## REQUIREMENT
Rewrite the stretch from the line containing "One point for each instance of the man's bare" through the end of the items, putting "blind" wherever "shutter" appears and leaving everything else unchanged.

-- -- --

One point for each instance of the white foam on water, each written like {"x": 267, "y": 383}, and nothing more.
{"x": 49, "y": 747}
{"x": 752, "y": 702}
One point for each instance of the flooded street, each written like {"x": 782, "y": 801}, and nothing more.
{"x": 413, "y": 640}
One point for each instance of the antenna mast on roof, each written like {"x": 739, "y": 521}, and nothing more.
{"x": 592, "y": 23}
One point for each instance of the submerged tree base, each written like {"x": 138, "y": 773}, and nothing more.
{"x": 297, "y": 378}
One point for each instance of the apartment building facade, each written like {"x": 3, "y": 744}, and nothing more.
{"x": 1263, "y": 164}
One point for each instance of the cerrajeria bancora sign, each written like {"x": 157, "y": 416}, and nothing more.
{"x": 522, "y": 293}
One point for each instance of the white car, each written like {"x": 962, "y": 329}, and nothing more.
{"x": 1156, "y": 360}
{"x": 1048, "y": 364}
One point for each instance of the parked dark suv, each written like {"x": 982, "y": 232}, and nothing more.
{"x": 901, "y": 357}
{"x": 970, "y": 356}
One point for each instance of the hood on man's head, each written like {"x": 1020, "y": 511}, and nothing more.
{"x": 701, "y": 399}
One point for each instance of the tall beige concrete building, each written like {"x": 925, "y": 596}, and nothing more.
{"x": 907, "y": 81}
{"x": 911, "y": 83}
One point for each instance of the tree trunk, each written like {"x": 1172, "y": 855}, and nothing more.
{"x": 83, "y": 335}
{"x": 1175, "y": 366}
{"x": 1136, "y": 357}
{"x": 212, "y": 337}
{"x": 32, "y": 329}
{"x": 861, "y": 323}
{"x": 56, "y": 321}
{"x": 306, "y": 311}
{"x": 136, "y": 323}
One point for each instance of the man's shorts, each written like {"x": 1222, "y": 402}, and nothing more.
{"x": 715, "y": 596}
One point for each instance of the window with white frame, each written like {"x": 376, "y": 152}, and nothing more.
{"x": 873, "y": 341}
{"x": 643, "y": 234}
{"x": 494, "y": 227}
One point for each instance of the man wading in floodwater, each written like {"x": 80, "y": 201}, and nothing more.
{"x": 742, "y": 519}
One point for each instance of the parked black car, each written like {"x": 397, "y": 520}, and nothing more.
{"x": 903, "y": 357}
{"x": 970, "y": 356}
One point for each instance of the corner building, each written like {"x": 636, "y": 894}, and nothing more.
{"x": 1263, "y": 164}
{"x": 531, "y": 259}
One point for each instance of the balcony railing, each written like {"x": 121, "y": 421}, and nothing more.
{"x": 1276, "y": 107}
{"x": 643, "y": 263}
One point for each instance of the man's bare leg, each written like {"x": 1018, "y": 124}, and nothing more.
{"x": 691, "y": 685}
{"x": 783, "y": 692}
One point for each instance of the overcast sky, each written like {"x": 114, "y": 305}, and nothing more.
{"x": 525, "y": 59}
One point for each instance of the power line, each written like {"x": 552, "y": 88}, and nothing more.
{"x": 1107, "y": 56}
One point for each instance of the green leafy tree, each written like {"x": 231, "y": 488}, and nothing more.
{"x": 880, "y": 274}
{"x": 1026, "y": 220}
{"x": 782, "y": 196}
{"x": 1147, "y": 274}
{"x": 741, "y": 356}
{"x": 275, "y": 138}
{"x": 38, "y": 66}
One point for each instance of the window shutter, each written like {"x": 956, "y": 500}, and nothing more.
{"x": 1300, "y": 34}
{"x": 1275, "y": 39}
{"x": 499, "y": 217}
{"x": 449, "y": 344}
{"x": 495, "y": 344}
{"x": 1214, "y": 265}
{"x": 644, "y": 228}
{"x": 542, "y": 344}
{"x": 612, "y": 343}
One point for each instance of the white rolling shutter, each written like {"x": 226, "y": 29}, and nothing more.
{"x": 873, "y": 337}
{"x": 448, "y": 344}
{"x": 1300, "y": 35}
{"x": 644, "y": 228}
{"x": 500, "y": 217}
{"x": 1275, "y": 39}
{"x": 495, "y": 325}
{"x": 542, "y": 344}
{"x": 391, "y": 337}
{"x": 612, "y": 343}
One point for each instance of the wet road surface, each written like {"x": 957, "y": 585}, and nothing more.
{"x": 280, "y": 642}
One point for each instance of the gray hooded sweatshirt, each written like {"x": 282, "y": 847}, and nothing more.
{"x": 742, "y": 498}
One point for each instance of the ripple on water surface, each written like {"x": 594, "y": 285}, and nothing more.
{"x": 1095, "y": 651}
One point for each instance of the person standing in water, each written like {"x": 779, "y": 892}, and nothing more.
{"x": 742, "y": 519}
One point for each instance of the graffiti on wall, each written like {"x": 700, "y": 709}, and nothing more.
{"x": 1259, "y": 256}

-- -- --

## THE COMPLETED TASK
One point for each instance of the man's bare leg, each written like {"x": 1018, "y": 124}, and nothing more.
{"x": 691, "y": 685}
{"x": 783, "y": 692}
One point for each instance of the overcast sky, each written like {"x": 114, "y": 305}, and nothing more.
{"x": 525, "y": 59}
One point for each instance of the power line, each written like {"x": 552, "y": 88}, and nothing more.
{"x": 1107, "y": 56}
One point for each instance of the green leafy tree, each written like {"x": 231, "y": 488}, and nothing more.
{"x": 880, "y": 274}
{"x": 1026, "y": 220}
{"x": 782, "y": 196}
{"x": 1147, "y": 274}
{"x": 741, "y": 356}
{"x": 275, "y": 138}
{"x": 38, "y": 66}
One point for each instance of the window blind, each written like {"x": 956, "y": 500}, and nothing more.
{"x": 1300, "y": 34}
{"x": 1275, "y": 39}
{"x": 499, "y": 217}
{"x": 449, "y": 344}
{"x": 495, "y": 344}
{"x": 1214, "y": 265}
{"x": 644, "y": 228}
{"x": 542, "y": 344}
{"x": 612, "y": 343}
One point for each instance of the white rolling blind, each written like {"x": 226, "y": 29}, and nothing more.
{"x": 873, "y": 337}
{"x": 448, "y": 344}
{"x": 1300, "y": 35}
{"x": 644, "y": 228}
{"x": 500, "y": 217}
{"x": 1275, "y": 39}
{"x": 495, "y": 325}
{"x": 542, "y": 344}
{"x": 391, "y": 337}
{"x": 612, "y": 343}
One point for each instance of the wet road surface, each written like {"x": 957, "y": 585}, and nothing more.
{"x": 280, "y": 642}
One point for each instance of the gray hooded sweatshirt, each written like {"x": 282, "y": 847}, and nothing more.
{"x": 742, "y": 498}
One point for each instance of the ripple on water surface, each written like {"x": 594, "y": 285}, and nothing more.
{"x": 1095, "y": 651}
One point for each instance of the person standing in water, each written like {"x": 779, "y": 892}, and nothing more.
{"x": 742, "y": 519}
One point for each instance of the graffiti on wall, each written like {"x": 700, "y": 709}, and nothing more.
{"x": 1259, "y": 256}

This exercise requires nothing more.